Work to complete:
Which lines in the records below contain the string "microphone" with matching case? List each of those lines in full.

Begin Data rows

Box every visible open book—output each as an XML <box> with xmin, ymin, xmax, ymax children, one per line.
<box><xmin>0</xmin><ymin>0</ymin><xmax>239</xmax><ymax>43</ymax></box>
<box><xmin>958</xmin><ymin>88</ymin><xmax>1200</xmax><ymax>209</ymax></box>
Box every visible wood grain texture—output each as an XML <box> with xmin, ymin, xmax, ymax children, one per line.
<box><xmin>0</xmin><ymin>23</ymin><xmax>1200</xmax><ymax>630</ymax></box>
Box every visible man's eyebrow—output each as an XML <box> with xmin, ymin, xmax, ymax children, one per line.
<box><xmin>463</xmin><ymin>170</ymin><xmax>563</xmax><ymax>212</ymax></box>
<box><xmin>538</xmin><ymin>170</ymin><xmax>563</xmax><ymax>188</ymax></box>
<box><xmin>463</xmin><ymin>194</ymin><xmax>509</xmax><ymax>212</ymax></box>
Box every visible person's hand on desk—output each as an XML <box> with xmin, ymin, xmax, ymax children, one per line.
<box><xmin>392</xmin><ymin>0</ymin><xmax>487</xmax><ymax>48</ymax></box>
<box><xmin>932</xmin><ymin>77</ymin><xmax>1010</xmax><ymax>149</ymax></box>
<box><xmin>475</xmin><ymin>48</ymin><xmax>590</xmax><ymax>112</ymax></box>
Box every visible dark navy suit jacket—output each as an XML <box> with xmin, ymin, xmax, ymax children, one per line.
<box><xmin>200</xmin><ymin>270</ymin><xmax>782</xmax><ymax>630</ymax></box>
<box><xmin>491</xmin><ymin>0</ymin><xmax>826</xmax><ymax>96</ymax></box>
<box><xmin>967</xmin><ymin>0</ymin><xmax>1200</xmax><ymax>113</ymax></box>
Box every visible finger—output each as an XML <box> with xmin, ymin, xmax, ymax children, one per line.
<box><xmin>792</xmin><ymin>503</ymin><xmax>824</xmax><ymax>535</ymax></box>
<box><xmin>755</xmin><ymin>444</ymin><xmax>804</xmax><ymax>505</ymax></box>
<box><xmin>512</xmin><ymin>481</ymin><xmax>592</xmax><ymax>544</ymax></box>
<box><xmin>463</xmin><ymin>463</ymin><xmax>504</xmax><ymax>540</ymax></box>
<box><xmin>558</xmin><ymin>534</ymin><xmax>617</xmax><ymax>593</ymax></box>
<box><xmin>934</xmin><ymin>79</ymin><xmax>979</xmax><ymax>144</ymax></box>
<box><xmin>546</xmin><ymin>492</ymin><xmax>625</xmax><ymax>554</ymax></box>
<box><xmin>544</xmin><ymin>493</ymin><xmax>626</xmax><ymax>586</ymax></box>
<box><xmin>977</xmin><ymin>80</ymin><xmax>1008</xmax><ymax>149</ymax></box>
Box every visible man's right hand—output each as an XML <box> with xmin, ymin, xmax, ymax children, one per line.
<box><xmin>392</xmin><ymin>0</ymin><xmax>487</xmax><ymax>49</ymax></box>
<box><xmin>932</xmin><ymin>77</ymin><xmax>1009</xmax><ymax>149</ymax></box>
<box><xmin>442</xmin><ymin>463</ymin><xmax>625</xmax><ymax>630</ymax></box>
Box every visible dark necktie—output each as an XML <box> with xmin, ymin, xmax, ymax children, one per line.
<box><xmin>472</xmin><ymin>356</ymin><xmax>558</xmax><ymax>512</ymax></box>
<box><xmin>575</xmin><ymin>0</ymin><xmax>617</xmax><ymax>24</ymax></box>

End Data rows
Begin Data rows

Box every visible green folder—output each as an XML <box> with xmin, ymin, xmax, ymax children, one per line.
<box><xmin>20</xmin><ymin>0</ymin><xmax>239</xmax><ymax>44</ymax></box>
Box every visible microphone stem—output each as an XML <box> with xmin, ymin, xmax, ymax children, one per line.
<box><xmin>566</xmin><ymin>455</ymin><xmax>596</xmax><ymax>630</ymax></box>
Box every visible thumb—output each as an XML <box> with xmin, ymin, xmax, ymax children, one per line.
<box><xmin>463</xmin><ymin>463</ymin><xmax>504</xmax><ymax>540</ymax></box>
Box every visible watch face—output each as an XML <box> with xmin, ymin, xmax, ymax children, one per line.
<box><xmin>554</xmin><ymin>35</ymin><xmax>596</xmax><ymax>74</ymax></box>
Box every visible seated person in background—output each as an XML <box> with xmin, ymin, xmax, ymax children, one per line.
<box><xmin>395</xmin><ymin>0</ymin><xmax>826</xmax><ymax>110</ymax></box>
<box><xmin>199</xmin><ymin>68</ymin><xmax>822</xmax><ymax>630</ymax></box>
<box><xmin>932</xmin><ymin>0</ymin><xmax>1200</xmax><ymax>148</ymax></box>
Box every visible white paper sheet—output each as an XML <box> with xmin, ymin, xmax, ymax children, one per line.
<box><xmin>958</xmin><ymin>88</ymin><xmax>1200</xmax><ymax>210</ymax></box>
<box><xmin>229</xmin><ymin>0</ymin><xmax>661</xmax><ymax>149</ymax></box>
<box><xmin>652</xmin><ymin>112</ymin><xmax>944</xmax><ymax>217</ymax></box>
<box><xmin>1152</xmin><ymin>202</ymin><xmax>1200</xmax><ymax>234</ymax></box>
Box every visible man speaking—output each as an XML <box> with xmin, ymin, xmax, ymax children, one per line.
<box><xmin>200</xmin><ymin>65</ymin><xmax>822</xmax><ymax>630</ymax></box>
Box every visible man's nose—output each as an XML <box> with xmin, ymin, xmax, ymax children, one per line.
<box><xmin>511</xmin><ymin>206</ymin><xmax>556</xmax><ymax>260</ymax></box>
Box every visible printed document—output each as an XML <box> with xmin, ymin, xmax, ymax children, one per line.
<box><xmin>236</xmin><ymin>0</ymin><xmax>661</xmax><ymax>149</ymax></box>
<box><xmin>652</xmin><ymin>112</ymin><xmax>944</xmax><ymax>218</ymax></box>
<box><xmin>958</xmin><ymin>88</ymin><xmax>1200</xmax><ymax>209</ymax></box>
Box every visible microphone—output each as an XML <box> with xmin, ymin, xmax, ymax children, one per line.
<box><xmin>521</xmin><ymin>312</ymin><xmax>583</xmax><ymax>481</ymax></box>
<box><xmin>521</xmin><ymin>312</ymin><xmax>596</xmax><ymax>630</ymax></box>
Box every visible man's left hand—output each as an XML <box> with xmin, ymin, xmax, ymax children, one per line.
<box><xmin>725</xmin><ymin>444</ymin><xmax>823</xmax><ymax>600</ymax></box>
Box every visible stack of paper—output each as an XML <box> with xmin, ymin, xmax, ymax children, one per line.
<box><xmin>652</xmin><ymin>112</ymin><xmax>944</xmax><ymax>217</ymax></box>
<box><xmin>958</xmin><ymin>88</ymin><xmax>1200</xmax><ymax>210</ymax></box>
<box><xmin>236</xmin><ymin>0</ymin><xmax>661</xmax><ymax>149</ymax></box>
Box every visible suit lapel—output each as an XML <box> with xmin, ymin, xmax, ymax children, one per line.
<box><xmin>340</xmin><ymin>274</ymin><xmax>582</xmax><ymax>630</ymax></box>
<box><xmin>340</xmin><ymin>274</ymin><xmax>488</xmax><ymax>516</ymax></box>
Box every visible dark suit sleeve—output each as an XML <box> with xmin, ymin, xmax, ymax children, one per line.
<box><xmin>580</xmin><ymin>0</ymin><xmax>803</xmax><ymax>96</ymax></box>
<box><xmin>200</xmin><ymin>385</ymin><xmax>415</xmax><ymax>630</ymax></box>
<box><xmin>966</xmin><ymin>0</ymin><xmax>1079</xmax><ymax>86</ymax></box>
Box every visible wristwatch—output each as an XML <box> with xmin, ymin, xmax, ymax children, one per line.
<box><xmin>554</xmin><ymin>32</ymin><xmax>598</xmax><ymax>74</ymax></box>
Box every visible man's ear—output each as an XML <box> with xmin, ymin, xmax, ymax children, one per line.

End Data rows

Exercise result:
Box every visible microphone stem—output each as an XML <box> with xmin, ymin, xmax, ymax children, one per line.
Box every visible microphone—output each as an XML <box> with xmin, ymin, xmax, ymax children, one per line.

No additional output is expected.